— START OF SELECTION —

Charles Lyell, 3rd Baron Lyell, DL (27 March 1939 – 11 January 2017) was a British politician and Conservative member of the House of Lords.

Lord Lyell was the son of Charles Lyell, 2nd Baron Lyell and Sophie Mary Trafford (1916–2012).

He succeeded to the peerage in 1943 at the age of 4 when his father was killed in action during the Second World War and was posthumously awarded the Victoria Cross. He was educated at Eton College and Christ Church, Oxford. On the formation of a Conservative government after the 1979 general election, Lord Lyell was made a House of Lords whip, serving until 1984. He was then moved to the Northern Ireland Office as a Parliamentary Under Secretary of State where he remained until he left the government in 1989.

With the passage of the House of Lords Act 1999, Lord Lyell along with almost all other hereditary peers lost his automatic right to sit in the House of Lords. He was however elected as one of the 92 elected hereditary peers to remain in the House of Lords pending completion of House of Lords reform.

— END OF SELECTION —
— START OF LISTED ENTRIES —

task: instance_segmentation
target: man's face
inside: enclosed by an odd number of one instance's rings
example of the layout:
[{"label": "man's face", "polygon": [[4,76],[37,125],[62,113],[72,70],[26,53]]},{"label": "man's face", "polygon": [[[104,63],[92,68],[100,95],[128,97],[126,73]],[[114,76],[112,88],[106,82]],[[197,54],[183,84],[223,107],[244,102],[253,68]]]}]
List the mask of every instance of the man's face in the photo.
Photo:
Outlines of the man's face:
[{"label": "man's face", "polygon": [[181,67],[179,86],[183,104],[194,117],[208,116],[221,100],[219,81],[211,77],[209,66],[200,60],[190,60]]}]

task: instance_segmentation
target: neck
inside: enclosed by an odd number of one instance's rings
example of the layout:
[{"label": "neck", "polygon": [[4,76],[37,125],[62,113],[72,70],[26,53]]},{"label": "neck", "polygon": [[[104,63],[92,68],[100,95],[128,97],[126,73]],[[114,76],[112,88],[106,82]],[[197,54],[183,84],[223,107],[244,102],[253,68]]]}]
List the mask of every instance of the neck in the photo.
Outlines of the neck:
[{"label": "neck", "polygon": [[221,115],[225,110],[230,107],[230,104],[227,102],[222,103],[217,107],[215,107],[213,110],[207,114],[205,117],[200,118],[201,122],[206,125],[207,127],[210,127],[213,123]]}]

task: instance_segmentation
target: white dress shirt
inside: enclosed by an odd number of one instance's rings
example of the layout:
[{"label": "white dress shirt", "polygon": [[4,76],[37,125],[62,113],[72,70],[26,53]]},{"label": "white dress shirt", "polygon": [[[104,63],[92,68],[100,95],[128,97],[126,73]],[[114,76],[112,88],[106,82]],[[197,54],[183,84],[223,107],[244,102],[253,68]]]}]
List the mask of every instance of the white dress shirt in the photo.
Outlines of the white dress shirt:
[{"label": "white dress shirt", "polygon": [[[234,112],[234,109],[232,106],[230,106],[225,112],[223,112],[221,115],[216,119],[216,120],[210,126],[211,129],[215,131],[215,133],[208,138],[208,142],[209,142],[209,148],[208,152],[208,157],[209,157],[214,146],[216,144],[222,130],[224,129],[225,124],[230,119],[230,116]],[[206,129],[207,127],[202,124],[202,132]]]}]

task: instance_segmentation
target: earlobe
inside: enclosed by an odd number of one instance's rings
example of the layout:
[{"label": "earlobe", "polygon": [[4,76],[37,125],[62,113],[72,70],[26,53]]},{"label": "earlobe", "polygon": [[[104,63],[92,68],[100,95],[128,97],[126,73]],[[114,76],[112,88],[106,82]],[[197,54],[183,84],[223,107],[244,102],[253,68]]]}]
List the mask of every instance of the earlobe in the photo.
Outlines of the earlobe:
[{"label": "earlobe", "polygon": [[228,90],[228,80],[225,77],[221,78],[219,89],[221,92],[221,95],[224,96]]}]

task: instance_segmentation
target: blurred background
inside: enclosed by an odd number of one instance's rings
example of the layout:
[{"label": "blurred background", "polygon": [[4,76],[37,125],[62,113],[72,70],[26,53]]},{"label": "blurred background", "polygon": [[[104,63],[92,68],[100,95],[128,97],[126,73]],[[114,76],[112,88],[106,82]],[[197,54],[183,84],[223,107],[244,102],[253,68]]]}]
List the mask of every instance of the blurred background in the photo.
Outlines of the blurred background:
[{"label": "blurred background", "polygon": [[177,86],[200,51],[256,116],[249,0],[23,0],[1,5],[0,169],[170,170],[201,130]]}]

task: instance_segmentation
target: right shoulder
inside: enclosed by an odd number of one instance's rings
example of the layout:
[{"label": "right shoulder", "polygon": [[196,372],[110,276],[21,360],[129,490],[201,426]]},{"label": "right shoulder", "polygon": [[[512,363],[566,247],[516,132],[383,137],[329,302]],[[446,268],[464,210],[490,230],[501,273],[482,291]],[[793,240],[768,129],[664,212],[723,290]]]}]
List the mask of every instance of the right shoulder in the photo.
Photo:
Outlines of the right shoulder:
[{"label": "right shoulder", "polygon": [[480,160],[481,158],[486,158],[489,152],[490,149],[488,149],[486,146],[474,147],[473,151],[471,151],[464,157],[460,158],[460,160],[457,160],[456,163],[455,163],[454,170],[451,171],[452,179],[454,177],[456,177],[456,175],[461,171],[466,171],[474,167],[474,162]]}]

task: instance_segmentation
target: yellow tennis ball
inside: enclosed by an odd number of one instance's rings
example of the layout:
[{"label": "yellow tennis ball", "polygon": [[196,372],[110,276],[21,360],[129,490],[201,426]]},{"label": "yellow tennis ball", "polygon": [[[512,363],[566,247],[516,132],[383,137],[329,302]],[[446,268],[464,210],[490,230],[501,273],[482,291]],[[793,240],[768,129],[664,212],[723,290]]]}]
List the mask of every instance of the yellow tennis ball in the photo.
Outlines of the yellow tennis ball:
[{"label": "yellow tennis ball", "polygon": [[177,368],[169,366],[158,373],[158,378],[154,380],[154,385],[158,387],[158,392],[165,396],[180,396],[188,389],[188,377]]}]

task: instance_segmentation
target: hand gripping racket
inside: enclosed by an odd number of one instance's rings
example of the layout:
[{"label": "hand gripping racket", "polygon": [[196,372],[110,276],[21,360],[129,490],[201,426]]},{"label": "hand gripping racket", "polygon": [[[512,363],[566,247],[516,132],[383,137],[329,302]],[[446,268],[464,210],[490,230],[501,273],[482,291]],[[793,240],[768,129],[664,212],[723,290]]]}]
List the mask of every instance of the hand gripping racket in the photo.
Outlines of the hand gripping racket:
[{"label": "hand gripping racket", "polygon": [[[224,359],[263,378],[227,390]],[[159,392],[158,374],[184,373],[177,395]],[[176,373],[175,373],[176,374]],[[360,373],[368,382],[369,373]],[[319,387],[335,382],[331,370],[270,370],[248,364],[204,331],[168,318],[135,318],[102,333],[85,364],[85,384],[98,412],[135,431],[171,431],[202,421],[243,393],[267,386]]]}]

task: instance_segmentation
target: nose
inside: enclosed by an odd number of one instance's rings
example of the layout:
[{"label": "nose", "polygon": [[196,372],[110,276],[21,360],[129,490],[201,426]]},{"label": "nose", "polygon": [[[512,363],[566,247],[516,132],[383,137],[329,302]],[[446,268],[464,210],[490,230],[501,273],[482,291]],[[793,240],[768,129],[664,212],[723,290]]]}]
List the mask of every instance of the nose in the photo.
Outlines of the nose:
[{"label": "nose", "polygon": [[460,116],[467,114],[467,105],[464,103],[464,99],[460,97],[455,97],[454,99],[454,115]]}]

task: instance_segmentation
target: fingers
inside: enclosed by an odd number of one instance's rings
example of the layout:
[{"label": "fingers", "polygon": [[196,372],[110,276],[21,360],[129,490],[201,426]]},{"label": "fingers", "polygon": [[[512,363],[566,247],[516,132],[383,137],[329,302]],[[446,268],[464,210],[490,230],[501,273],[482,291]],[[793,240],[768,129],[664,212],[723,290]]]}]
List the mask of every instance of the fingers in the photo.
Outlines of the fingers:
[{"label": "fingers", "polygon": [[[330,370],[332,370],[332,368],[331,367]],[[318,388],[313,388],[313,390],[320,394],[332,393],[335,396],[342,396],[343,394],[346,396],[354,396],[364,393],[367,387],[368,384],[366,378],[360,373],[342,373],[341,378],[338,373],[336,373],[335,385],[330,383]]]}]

— END OF LISTED ENTRIES —

_WHAT YOU WILL DO_.
(a) List every person named in the Lord Lyell biography above the data, giving each name as the biography gives it.
(b) Please carry on the Lord Lyell biography, picking up after its final sentence about the 92 elected hereditary peers.

_TASK-BY-TASK RESULTS_.
(a) Charles Lyell, 3rd Baron Lyell; Charles Lyell, 2nd Baron Lyell; Sophie Mary Trafford

(b)
He was a supporter of Everton Football Club and a shareholder. He said 
"I have been a great supporter, all round the world, of Everton Football Club. I am 200 miles from there now and 300 miles away when I am in Scotland. But thanks to the BBC World Service, when I have been in, for example, Seattle or elsewhere around the world, great happiness, or perhaps sometimes sadness, has been caused by Everton's results. I declare an interest also in that I am a shareholder."
However, his true football love was Forfar Athletic F.C. He was Honorary Patron of the Angus League Two side and had been a supporter since a young age. He was a regular visitor to Station Park, always sponsoring the last home game of the season.

He died on 11 January 2017. At that time, he was the third longest serving member of the House of Lords, after Lord Carrington and Lord Denham. The barony became extinct on his death.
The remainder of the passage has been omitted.